BEGIN DATA

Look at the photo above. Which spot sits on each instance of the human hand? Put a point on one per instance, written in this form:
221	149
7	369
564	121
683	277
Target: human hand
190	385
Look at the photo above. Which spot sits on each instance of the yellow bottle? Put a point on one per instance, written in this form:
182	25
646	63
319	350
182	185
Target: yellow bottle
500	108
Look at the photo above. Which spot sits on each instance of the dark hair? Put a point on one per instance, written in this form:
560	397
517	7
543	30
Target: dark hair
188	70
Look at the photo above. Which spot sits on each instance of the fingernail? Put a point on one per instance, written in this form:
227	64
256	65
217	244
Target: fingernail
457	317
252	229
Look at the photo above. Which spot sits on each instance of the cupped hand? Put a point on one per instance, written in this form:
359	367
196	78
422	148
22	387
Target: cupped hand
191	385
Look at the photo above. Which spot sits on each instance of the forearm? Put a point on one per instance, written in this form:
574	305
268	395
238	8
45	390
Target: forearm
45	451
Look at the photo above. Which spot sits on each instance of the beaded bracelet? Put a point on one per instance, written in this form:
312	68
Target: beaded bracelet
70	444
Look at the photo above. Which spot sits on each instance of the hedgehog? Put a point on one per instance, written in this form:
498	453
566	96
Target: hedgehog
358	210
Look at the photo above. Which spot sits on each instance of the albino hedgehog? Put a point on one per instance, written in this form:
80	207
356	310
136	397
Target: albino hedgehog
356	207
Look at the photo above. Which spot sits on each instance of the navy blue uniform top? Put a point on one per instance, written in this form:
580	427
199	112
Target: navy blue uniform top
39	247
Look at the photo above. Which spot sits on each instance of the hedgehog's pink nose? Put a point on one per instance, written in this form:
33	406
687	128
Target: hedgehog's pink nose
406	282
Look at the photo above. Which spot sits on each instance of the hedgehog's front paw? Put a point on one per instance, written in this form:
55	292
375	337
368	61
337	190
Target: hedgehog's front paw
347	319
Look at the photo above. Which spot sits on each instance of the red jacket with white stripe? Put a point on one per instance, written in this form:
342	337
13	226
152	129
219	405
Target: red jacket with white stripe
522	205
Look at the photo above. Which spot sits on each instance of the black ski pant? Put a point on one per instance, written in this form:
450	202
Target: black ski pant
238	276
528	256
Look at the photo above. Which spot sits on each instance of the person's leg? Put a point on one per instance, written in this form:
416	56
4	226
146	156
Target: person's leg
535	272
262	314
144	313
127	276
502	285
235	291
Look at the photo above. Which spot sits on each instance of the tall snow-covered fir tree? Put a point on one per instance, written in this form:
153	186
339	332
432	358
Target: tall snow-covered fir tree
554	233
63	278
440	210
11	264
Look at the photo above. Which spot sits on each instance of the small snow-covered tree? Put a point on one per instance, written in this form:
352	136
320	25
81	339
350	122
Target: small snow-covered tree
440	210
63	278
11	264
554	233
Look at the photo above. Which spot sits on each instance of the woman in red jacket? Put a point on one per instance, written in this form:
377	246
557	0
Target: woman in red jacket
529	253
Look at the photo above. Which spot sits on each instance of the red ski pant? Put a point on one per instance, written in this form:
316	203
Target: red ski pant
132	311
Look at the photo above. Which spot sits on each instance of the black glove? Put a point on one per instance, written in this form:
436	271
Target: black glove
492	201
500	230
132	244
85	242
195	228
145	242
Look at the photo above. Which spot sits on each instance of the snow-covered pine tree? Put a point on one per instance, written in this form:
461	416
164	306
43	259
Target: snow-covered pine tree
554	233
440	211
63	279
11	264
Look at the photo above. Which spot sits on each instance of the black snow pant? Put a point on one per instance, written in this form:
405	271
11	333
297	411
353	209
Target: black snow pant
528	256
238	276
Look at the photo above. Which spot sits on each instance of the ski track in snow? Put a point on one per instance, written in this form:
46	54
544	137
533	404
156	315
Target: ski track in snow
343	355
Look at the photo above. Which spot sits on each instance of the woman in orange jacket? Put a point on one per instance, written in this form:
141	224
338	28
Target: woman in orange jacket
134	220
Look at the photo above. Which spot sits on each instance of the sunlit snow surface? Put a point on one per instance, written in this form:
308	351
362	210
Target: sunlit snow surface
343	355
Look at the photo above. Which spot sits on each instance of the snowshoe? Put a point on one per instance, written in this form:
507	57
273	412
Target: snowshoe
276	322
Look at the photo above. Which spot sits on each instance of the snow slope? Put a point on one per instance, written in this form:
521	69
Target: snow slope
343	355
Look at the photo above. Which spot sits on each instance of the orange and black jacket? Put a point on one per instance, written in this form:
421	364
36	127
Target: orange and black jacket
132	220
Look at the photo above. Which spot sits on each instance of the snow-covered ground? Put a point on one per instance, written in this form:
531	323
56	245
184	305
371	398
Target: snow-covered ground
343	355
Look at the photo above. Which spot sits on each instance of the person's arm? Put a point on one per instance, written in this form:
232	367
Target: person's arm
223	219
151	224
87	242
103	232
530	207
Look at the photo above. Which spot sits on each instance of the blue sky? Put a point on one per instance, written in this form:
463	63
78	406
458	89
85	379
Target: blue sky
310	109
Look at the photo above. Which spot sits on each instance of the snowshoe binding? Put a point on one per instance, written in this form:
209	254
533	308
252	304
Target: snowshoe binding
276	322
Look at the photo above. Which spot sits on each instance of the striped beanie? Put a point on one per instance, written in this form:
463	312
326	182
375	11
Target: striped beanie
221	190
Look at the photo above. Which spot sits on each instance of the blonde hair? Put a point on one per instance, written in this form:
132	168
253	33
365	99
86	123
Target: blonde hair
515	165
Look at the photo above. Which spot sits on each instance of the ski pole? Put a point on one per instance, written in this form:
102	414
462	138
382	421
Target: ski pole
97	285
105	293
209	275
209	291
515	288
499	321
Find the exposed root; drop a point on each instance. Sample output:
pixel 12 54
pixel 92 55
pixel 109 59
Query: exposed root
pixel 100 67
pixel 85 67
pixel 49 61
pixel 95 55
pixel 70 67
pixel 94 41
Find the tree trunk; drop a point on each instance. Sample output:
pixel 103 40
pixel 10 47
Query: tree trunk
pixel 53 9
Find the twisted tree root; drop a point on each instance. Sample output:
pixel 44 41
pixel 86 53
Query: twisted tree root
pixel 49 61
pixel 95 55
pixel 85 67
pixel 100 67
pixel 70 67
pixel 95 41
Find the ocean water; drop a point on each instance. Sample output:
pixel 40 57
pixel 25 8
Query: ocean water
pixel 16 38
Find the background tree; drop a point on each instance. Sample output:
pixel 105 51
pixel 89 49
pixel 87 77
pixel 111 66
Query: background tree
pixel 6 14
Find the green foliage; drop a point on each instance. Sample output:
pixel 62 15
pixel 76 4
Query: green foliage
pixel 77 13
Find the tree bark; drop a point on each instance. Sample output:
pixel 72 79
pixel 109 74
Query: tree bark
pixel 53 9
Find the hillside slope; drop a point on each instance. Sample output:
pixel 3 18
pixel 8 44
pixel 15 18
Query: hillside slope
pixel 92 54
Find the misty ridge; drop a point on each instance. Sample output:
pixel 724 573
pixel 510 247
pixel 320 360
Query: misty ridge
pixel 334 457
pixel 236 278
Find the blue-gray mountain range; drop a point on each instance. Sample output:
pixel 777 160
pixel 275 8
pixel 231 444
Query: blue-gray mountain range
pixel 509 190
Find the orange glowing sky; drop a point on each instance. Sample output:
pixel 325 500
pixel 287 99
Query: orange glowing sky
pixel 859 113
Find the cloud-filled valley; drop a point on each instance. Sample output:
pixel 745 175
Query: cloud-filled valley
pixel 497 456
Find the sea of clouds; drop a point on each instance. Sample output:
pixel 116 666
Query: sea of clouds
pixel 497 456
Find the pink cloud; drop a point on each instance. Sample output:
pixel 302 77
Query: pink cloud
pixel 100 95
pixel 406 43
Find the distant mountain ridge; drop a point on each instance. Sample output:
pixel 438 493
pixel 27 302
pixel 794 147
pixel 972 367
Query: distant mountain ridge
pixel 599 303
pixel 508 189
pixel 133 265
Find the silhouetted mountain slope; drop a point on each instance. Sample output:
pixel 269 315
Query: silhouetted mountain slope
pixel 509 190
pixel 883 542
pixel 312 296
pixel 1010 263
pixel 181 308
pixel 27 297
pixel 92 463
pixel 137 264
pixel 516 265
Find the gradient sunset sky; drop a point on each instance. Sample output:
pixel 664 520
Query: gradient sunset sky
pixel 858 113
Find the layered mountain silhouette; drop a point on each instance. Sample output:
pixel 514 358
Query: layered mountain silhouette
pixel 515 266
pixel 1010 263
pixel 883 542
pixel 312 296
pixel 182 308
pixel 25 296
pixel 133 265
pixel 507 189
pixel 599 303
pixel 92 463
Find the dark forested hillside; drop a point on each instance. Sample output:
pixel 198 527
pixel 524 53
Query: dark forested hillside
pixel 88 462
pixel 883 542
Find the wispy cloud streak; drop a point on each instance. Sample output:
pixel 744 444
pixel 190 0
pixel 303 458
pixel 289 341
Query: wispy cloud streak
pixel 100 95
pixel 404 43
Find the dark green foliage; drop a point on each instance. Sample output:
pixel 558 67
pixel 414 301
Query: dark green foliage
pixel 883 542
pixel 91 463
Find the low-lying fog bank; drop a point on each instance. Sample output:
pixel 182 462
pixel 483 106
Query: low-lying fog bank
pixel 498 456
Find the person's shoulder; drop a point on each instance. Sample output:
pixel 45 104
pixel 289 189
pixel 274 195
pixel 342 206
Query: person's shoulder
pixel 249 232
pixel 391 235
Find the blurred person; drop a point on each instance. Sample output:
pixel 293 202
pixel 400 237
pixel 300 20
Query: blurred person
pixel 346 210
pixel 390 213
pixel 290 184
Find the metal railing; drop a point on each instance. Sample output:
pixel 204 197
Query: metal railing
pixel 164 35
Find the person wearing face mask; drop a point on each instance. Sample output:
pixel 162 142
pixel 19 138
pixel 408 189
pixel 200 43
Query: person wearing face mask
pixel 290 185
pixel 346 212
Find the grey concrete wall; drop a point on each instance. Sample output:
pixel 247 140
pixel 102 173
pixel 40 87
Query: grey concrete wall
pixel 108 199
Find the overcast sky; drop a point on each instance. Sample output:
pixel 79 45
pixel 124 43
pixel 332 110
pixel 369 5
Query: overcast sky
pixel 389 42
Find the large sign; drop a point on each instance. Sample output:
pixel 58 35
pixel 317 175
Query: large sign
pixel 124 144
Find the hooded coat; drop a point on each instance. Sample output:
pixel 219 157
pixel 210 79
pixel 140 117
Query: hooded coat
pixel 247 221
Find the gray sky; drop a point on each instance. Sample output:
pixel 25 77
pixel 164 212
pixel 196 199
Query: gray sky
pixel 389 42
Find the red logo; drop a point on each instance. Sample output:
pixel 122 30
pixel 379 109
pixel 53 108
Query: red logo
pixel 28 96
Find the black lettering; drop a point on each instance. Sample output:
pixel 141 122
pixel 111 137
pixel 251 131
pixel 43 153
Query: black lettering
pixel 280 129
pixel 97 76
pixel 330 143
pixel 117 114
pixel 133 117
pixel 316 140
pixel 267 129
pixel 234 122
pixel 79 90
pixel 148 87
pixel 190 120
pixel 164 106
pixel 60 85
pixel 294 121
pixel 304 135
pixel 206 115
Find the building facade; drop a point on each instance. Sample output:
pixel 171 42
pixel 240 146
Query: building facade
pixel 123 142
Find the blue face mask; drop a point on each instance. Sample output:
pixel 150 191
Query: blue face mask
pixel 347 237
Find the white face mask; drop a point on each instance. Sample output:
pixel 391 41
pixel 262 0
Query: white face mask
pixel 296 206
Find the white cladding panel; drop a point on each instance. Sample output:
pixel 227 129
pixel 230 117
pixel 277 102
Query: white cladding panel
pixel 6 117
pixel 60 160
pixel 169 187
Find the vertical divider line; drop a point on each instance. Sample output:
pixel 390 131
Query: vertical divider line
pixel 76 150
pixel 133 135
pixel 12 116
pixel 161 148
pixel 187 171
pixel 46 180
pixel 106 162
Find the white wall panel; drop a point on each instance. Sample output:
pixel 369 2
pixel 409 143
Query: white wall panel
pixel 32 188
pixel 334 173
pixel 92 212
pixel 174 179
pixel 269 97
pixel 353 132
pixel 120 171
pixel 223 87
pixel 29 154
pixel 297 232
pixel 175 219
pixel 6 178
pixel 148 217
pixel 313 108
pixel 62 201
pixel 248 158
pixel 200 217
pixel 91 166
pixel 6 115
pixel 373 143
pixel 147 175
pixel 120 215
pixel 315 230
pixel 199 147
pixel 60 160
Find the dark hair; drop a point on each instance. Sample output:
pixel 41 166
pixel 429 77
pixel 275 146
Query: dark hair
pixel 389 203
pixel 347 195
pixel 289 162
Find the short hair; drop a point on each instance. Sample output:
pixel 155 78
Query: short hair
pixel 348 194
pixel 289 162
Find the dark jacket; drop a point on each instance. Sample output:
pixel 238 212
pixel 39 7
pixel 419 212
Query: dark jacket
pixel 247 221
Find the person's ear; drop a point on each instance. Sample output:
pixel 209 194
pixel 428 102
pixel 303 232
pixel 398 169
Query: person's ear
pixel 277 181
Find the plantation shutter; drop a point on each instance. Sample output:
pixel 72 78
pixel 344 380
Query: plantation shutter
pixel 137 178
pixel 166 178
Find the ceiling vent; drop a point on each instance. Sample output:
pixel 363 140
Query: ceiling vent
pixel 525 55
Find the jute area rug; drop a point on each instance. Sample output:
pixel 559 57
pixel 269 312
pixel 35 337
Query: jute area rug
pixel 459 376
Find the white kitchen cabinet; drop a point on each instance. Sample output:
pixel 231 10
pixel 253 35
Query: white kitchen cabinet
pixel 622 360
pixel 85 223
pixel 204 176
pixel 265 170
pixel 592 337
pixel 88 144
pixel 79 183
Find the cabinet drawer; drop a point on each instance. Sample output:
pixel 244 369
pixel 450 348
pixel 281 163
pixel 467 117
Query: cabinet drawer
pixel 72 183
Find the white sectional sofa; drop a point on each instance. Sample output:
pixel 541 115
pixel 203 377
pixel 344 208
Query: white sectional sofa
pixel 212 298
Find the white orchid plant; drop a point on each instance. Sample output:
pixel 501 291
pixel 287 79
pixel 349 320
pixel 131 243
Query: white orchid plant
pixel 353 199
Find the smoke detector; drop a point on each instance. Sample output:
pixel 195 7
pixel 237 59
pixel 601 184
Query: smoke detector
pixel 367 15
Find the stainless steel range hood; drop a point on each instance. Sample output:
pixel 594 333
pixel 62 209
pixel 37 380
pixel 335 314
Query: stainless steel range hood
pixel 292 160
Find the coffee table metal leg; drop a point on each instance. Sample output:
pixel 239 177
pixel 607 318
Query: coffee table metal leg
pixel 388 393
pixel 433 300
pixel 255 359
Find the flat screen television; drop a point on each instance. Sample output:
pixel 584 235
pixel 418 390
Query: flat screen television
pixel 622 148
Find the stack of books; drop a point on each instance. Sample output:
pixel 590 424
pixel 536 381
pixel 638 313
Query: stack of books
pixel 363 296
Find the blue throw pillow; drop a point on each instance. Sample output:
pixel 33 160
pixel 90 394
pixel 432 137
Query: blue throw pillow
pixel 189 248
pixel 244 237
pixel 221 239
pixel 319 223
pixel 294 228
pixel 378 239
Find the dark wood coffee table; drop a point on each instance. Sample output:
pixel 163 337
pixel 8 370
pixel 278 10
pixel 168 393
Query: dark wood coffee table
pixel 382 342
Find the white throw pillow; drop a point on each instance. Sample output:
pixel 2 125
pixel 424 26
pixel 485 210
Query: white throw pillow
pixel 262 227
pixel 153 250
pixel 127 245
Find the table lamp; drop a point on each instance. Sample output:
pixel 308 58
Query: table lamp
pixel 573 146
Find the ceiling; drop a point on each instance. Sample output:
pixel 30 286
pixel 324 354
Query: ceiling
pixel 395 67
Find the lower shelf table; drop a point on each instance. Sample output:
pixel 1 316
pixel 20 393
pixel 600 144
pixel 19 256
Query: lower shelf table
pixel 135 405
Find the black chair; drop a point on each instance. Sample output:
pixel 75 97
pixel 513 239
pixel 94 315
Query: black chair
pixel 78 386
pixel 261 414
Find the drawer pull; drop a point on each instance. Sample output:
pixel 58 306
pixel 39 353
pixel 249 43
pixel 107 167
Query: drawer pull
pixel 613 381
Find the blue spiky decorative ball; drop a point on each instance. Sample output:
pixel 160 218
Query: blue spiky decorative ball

END DATA

▶ WHAT YOU ARE ASKED TO DO: All that is wanted is the stretch of lines above from the one containing "Query: orange glowing sky" through the one containing "pixel 116 666", duplicated exactly.

▶ ANSWER TO THE EXERCISE:
Query: orange glowing sky
pixel 859 113
Find the cloud-filled valley; drop a point on each instance. Sample output:
pixel 745 175
Query: cloud-filled valley
pixel 497 456
Find the sea of clouds; drop a point on each instance. Sample output:
pixel 116 666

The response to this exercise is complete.